[[ SOURCE MATERIAL, beginning ]]

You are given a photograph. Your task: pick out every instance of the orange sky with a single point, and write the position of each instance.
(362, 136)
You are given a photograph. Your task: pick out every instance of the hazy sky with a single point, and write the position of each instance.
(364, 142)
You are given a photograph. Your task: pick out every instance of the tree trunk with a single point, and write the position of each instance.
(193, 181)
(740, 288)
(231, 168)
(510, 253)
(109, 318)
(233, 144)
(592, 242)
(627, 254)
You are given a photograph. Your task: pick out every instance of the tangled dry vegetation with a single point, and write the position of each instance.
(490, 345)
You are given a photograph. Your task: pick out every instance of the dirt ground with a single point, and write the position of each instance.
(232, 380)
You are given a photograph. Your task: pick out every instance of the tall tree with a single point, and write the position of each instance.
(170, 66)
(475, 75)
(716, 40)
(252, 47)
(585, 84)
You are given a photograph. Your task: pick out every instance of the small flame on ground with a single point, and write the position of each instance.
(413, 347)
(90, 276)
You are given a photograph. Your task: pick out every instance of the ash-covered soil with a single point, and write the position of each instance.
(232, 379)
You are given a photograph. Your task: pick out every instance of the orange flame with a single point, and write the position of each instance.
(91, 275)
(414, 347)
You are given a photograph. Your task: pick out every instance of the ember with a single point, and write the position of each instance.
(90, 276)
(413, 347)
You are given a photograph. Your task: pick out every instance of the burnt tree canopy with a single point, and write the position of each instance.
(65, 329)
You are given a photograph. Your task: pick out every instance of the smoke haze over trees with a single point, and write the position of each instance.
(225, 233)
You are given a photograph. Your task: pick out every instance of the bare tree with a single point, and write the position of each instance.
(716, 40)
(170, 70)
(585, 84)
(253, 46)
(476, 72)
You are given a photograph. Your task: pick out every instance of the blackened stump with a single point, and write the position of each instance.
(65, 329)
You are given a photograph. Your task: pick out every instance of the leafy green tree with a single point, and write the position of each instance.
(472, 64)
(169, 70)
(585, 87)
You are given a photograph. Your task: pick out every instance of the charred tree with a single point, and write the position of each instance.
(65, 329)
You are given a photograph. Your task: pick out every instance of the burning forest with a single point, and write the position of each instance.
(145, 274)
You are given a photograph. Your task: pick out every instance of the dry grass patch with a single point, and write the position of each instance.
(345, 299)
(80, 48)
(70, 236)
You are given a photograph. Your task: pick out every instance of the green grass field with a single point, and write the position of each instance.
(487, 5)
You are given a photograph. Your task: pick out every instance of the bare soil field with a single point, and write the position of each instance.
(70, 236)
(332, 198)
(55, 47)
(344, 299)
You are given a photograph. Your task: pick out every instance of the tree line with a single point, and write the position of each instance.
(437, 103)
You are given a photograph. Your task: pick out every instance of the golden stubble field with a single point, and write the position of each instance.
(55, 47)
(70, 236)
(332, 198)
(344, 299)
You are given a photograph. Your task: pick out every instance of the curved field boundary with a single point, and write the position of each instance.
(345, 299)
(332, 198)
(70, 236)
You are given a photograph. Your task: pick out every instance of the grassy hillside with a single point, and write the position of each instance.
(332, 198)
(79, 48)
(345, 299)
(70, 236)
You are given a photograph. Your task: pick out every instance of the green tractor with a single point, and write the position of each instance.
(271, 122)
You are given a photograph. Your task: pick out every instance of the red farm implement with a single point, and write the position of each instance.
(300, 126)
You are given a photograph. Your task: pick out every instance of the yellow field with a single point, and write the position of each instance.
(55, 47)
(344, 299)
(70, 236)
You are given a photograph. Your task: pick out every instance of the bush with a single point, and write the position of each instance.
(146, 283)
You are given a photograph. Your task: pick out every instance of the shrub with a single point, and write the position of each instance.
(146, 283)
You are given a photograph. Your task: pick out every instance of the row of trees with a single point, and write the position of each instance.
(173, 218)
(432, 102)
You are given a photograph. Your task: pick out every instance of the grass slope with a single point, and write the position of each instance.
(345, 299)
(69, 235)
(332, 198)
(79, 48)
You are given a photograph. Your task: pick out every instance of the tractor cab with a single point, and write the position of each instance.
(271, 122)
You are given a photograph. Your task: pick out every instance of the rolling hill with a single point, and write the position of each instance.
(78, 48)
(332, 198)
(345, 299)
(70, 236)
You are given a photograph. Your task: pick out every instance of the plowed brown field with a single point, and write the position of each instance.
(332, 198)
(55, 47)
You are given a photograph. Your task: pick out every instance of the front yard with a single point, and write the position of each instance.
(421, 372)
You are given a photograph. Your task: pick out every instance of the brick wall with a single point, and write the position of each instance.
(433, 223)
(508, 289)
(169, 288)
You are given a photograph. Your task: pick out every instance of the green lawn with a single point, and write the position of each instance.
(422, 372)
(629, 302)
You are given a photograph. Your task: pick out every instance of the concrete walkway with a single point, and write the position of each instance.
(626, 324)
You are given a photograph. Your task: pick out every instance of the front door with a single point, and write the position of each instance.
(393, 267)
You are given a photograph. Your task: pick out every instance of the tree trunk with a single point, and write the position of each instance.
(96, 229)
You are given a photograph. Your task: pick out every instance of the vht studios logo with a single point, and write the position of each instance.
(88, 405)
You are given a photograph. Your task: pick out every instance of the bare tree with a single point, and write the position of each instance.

[[ SOURCE MATERIAL, end ]]

All records above must be returned exactly as they appear.

You are given a photograph. Your task: pick out every instance of the orange sky with a single point, and write the position of each instance.
(362, 136)
You are given a photograph. Your task: pick out every instance of the hazy sky with a single point, and write the position of each instance.
(364, 142)
You are given a photograph. Your task: pick out every instance of the tree trunk with a single point, and write the position of each instance.
(193, 181)
(740, 288)
(231, 168)
(510, 253)
(109, 318)
(233, 144)
(592, 242)
(627, 254)
You are given a photograph. Your task: pick out every instance of the tangled dry vegetation with a single point, and write the position of each instance.
(490, 345)
You are given a photograph. Your task: pick out every instance of the dirt ground with a single point, and write the position of each instance.
(232, 380)
You are given a photograph. Your task: pick out every instance of the tall tree with a single point, and write the position of each instance.
(170, 66)
(475, 75)
(716, 40)
(252, 47)
(585, 84)
You are given a photograph. Your task: pick out every instance of the small flame on ground with a single point, and write the position of each instance.
(413, 347)
(90, 276)
You are given a photograph. Your task: pick out every instance of the ash-covered soil with a single point, and write the position of each instance.
(232, 379)
You are given a photograph. Your task: pick out every instance of the orange flame with a single point, and write the position of each instance.
(91, 275)
(414, 347)
You are given a photograph. Your task: pick out every instance of the ember with a single point, and write the position of each instance.
(90, 276)
(413, 347)
You are given a photograph. Your task: pick out every instance of the burnt tree canopy with a single point, and write the position of each instance.
(65, 329)
You are given a photograph. Your task: pick out every instance of the smoke haze over trees with a single point, and write the position of each instance.
(225, 233)
You are given a photograph. Your task: pick out every instance of the bare tree with a single point, and write the position of each instance.
(716, 40)
(170, 70)
(585, 84)
(253, 46)
(476, 72)
You are given a photograph. Your task: pick out every instance of the blackened stump with a single point, and write the position of each instance.
(65, 329)
You are given a photograph. Your task: pick out every instance of the leafy green tree with a single point, and write the position of each instance.
(472, 64)
(169, 70)
(585, 87)
You are given a photograph. Your task: pick out every instance of the charred tree with a single point, and write the position of each instance.
(65, 329)
You are given a photograph. Your task: pick out every instance of the burning forest with a single point, and write the position of each instance.
(145, 274)
You are given a photograph. Your task: pick out every instance of the dry grass patch with a single point, and write the position of each instance.
(345, 299)
(80, 48)
(70, 236)
You are given a photograph. Your task: pick out every instance of the green grass field with a single point, and write the position of each instance.
(487, 5)
You are given a photograph. Your task: pick out every instance of the bare soil field with a single point, and write the position of each instance.
(70, 236)
(332, 198)
(55, 47)
(344, 299)
You are given a photograph. Your task: pick out every instance of the tree line with a single point, and write the position of each instance.
(437, 103)
You are given a photograph. Your task: pick out every instance of the golden stubble field with a single point, and write the position of each instance.
(55, 47)
(70, 236)
(332, 198)
(344, 299)
You are given a photograph. Your task: pick out every instance of the curved field boundary with a single point, and write the position of each instance.
(345, 299)
(332, 198)
(70, 236)
You are given a photograph. Your task: pick out every instance of the grassy hillside with a single point, and write the position of each instance.
(332, 198)
(79, 48)
(345, 299)
(70, 236)
You are given a photograph. Your task: pick out every instance of the green tractor with a single point, and write the position of each instance.
(271, 122)
You are given a photograph. Your task: pick out every instance of the red farm implement with a single point, and write the position of each instance.
(300, 126)
You are given a photograph. Your task: pick out every instance of the yellow field with a single point, and write the position of each instance.
(55, 47)
(344, 299)
(70, 236)
You are given a photograph. Your task: pick out every instance of the bush with a single point, and write the position of each instance.
(146, 283)
You are given a photograph. Your task: pick out every instance of the shrub with a single point, and write the position of each instance.
(146, 283)
You are given a photograph. Your task: pick out every instance of the row of trees with a single point, and write the position of each instance.
(173, 218)
(432, 102)
You are given a photograph. Your task: pick out every instance of the grass slope with a single point, and write the position of each instance.
(345, 299)
(69, 235)
(332, 198)
(79, 48)
You are given a photograph. Your task: pick out every instance of the tractor cab with a single point, and write the position of each instance.
(271, 122)
You are given a photograph. Your task: pick out every instance of the rolling hill with a single point, and write the position of each instance.
(78, 48)
(332, 198)
(345, 299)
(70, 236)
You are given a photograph. Your task: pick out every instance of the plowed brown field with a single point, and write the position of each instance.
(332, 198)
(55, 47)
You are given a photograph. Your task: pick out every instance of the front yard with a single point, and write the position of each instance.
(421, 372)
You are given a photograph. Your task: pick out every instance of the brick wall with a single point, and write the position of each instance.
(433, 223)
(508, 289)
(169, 288)
You are given a photograph. Your task: pick out every instance of the green lawn with a single point, and write the position of each instance.
(422, 372)
(629, 302)
You are given a photograph. Your task: pick out every instance of the concrete walkway with a single point, and write the position of each instance.
(626, 324)
You are given a photograph. Your task: pick out every instance of the front door with a single point, and write the position of each instance.
(393, 267)
You are given a photograph. Your task: pick out every instance of the tree trunk with a single point, and write the position of each instance.
(96, 229)
You are given a photograph. Your task: pick out every instance of the vht studios logo with a single point, and write the position of each instance.
(88, 405)
You are given a photograph. Your task: pick out every instance of the bare tree with a single point, and write the position of each instance.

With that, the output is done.